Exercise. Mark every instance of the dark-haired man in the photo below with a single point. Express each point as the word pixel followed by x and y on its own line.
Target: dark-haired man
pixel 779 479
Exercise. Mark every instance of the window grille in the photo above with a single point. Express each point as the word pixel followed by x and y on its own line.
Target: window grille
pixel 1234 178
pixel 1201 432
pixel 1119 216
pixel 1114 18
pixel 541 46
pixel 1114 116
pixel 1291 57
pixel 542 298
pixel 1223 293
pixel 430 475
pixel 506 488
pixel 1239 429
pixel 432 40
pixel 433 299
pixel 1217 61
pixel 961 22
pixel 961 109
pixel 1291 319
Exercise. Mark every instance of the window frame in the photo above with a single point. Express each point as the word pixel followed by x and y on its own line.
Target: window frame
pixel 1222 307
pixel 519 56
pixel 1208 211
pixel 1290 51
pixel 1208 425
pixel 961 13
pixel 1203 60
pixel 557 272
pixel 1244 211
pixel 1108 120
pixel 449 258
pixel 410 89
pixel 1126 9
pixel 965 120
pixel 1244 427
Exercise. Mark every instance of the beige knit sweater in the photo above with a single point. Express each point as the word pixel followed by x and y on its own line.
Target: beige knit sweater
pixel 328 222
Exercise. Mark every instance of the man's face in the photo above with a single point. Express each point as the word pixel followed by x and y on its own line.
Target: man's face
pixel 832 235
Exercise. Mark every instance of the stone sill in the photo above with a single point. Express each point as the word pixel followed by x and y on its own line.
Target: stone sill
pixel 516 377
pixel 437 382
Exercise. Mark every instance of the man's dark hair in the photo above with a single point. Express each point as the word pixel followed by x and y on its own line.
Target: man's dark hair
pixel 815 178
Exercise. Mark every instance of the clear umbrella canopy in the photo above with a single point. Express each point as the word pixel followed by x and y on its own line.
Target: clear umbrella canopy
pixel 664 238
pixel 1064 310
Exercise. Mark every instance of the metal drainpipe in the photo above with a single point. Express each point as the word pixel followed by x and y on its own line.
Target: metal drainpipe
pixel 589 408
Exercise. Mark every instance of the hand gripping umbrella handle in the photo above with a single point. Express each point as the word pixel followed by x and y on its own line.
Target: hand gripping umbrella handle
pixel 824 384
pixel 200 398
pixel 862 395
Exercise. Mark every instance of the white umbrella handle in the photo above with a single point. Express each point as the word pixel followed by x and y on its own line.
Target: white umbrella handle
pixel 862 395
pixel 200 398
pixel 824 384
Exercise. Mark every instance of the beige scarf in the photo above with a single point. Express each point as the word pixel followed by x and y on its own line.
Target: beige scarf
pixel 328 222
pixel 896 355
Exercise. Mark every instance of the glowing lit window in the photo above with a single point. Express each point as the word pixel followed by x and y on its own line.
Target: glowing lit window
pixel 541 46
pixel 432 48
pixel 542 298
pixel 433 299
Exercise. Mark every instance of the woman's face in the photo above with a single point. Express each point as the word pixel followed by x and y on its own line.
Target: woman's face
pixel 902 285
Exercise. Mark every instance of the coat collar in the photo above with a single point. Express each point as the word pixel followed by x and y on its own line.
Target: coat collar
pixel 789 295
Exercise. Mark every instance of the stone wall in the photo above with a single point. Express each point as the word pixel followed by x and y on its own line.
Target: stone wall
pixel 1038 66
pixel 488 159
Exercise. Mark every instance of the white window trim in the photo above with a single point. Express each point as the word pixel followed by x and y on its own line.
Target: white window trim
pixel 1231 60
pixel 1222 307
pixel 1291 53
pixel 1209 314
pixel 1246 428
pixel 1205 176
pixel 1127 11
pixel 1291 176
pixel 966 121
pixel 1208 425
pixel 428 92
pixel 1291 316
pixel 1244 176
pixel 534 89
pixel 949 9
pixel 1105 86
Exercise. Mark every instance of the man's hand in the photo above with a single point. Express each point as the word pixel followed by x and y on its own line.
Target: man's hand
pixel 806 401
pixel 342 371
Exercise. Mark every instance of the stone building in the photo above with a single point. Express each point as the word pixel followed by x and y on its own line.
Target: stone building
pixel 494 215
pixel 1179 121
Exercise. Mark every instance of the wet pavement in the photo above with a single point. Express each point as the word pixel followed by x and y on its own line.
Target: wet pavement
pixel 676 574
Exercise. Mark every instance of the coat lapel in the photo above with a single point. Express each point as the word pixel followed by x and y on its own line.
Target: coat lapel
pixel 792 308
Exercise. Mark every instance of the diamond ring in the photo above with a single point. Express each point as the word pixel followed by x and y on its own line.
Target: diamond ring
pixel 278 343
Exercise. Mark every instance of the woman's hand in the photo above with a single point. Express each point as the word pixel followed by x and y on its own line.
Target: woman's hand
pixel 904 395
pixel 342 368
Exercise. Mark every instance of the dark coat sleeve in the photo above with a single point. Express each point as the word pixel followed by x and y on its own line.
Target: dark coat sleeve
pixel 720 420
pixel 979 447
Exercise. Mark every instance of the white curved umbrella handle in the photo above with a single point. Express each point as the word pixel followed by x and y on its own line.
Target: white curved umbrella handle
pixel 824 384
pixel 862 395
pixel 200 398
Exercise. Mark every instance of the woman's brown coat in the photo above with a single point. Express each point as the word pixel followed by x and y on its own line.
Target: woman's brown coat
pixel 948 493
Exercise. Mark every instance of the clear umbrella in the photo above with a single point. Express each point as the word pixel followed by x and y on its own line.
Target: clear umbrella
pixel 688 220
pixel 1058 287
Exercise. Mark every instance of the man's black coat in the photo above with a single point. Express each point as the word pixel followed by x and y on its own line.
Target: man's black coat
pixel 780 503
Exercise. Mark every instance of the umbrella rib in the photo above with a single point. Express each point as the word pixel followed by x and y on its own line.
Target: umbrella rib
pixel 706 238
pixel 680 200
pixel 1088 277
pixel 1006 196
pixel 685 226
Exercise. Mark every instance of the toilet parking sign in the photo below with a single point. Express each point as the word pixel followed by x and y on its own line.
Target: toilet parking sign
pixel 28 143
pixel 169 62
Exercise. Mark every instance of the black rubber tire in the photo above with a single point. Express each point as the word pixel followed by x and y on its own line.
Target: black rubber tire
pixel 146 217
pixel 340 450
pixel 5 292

++++++++++++++++++++

#### EXERCISE PROMPT
Read the entries and show each line that mentions "below".

#### ANSWER AREA
Exercise. Mark every instance of the dark-haired man in the photo below with a single point. Express each point as the word pixel followed by x and y on its own line.
Exercise. Mark every instance of the toilet parking sign in the photo below with a single point. Express each point as the word pixel followed by x and y on its own line.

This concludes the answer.